=== STATED TASK 1 ===
Rewrite the records starting at the line containing "range, it would be much appreciated." and ending at the end of the records, replacing "even-odd" with "nonzero" and changing nothing else.

=== DOCUMENT PASSAGE ===
◇ ◇ ◇

An exciting new manuscript by Tauber, Navarro, Perfors, and Steyvers makes a provocative claim: you can give up on the optimal foundations of Bayesian modeling and still make use of the framework as an explicit toolkit for describing cognition.** I really like this idea. For the last several years, I've been arguing for decoupling optimality from the Bayesian project. I even wrote a paper called "throwing out the Bayesian baby with the optimal bathwater" (which was about Bayesian models of baby data, clever right?).
In this post, I want to highlight two things about the TNPS paper, which I generally really liked and enjoyed reading. First, it contains an innovative fusion of Bayesian cognitive modeling and Bayesian data analysis. BDA has been a growing and largely independent strand of the literature; fusing BDA with cognitive models makes a lot of really rich new theoretical development possible. Second, it contains two direct replications that succeed spectacularly, and it does so without making any fuss whatsoever – this is, in my view, what observers of the "replication crisis" should be aspiring to.
1. Bayesian cognitive modeling meets Bayesian data analysis.
The meat of the TNPS paper revolves around three case studies in which they use the toolkit of Bayesian data analysis to fit cognitive models to rich experimental datasets. In each case they argue that taking an optimal perspective – in which the structure of the model is argued to be normative relative to some specified task – is overly restrictive. Instead, they specify a more flexible set of models with more parameters. Some settings of these parameters may be "suboptimal" for many tasks but have a better chance of fitting the human data. And the fitted parameters of these models then can reveal aspects of how human learners treat the data – for example, how heavily they weight new observations or what sampling assumptions they make.This fusion of Bayesian cognitive modeling and Bayesian data analysis is really exciting to me because it allows the underlying theory to be much more responsive to the data. I've been doing less cognitive modeling in recent years in part because my experience was that my models weren't as responsive as I liked to the data that I and others collected. I often came to a point where I would have to do something awful to my elegant and simple cognitive model in order to make it fit the human data.

◇ ◇ ◇

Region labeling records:
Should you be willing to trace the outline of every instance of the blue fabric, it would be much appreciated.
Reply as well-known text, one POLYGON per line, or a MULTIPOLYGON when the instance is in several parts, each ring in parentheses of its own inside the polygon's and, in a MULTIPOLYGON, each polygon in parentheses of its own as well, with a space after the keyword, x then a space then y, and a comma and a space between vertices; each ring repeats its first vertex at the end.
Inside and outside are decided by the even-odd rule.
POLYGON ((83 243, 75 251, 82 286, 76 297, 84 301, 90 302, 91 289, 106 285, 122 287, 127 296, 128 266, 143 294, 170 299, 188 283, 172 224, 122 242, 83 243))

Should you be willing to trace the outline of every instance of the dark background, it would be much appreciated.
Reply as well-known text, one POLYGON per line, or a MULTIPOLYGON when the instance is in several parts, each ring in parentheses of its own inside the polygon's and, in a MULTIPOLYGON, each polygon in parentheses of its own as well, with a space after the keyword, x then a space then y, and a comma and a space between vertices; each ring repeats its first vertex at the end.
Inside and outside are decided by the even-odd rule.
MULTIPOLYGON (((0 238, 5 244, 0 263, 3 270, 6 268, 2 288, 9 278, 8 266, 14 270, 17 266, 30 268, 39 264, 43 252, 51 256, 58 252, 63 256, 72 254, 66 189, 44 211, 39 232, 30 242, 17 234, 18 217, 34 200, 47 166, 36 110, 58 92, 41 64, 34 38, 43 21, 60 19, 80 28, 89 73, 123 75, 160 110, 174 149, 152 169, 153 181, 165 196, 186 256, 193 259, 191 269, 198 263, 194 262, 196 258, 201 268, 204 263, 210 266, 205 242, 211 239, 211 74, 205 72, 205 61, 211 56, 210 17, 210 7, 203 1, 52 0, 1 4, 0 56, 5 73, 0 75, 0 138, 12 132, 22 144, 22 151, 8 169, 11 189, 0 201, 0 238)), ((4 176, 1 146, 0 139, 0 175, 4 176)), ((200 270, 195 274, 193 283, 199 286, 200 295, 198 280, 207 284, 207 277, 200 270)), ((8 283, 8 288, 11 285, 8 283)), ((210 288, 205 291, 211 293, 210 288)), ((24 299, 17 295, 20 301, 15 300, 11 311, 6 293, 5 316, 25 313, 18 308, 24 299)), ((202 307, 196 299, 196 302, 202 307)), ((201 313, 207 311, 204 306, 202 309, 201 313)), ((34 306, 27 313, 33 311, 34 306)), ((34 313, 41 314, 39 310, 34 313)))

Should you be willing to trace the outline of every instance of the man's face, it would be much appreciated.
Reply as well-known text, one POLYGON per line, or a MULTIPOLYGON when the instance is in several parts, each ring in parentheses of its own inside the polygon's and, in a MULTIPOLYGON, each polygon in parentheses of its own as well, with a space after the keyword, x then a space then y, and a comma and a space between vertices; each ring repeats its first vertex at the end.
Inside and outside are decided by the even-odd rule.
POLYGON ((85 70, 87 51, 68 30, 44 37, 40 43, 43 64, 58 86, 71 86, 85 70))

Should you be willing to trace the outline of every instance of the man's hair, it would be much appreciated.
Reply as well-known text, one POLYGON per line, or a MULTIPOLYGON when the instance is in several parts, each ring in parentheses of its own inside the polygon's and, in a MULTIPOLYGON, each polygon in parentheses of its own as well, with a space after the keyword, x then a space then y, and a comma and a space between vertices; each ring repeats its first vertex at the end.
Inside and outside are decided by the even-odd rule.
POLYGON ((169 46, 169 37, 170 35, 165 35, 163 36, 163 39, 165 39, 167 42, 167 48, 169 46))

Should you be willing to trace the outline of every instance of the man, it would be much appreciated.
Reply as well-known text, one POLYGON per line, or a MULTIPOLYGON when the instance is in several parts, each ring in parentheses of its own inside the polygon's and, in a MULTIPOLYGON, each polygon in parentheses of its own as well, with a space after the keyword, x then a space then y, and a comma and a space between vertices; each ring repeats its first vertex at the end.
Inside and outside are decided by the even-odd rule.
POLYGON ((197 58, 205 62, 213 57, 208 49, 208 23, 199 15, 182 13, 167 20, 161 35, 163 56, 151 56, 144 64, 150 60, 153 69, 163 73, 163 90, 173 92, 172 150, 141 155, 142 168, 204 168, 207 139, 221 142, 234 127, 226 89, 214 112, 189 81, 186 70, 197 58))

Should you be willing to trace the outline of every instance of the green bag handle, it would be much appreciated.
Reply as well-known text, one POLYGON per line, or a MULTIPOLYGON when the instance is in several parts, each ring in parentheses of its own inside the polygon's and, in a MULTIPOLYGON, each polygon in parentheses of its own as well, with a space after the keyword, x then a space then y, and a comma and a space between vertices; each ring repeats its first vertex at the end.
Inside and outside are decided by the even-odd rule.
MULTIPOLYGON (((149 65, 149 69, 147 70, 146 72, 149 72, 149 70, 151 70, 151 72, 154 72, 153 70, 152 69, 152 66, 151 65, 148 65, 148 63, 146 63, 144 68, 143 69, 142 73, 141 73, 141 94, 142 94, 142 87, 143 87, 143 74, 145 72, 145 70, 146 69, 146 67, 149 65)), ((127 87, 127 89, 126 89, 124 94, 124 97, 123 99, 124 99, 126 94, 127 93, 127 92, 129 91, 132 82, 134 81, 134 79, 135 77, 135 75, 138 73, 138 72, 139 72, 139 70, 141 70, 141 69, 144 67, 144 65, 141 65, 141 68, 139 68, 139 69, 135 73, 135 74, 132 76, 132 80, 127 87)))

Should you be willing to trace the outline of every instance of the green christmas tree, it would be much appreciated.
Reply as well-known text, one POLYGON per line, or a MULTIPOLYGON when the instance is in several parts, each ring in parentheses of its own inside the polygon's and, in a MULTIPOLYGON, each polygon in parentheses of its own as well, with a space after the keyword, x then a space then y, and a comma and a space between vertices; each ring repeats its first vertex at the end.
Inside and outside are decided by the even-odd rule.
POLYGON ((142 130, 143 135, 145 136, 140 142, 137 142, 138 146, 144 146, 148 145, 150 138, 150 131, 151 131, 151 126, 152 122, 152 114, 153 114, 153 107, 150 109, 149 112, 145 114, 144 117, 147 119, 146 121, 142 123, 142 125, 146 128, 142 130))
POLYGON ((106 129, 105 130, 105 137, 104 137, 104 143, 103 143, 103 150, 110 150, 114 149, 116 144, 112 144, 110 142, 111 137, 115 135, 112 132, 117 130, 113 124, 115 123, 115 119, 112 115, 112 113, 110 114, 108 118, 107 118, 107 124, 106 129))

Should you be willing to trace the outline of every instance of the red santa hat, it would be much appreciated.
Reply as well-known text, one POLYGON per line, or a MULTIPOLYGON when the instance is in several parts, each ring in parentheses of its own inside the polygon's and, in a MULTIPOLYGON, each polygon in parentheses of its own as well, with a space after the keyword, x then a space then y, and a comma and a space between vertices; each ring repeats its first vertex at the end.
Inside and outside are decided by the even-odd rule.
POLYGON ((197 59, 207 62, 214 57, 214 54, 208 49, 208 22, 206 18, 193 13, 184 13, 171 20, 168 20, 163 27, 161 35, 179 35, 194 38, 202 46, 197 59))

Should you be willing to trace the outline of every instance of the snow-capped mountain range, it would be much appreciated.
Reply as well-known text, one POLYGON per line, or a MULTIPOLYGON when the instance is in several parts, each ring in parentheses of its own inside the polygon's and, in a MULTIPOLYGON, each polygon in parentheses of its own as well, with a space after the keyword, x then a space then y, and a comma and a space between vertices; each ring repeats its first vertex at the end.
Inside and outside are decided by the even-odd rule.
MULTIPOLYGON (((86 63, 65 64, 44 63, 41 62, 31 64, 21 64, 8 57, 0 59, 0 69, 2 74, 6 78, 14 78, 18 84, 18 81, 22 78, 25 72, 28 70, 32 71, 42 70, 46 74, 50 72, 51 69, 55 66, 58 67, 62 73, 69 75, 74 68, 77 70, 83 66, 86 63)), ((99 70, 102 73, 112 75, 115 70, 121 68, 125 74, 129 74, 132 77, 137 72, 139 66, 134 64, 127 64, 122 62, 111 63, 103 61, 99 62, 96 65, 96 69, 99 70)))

◇ ◇ ◇

=== STATED TASK 2 ===
According to the post on Bayesian modeling, how many direct replications does the TNPS paper contain?

=== EXPECTED ANSWER 1 ===
Should you be willing to trace the outline of every instance of the snow-capped mountain range, it would be much appreciated.
Reply as well-known text, one POLYGON per line, or a MULTIPOLYGON when the instance is in several parts, each ring in parentheses of its own inside the polygon's and, in a MULTIPOLYGON, each polygon in parentheses of its own as well, with a space after the keyword, x then a space then y, and a comma and a space between vertices; each ring repeats its first vertex at the end.
Inside and outside are decided by the nonzero rule.
MULTIPOLYGON (((86 63, 65 64, 44 63, 41 62, 31 64, 21 64, 8 57, 0 59, 0 69, 2 74, 6 78, 14 78, 18 84, 18 81, 22 78, 25 72, 28 70, 32 71, 42 70, 46 74, 50 72, 51 69, 55 66, 58 67, 62 73, 69 75, 74 68, 77 70, 83 66, 86 63)), ((99 70, 102 73, 112 75, 115 70, 121 68, 125 74, 129 74, 132 77, 137 72, 139 66, 134 64, 127 64, 122 62, 111 63, 103 61, 99 62, 96 65, 96 69, 99 70)))

=== EXPECTED ANSWER 2 ===
It contains two direct replications.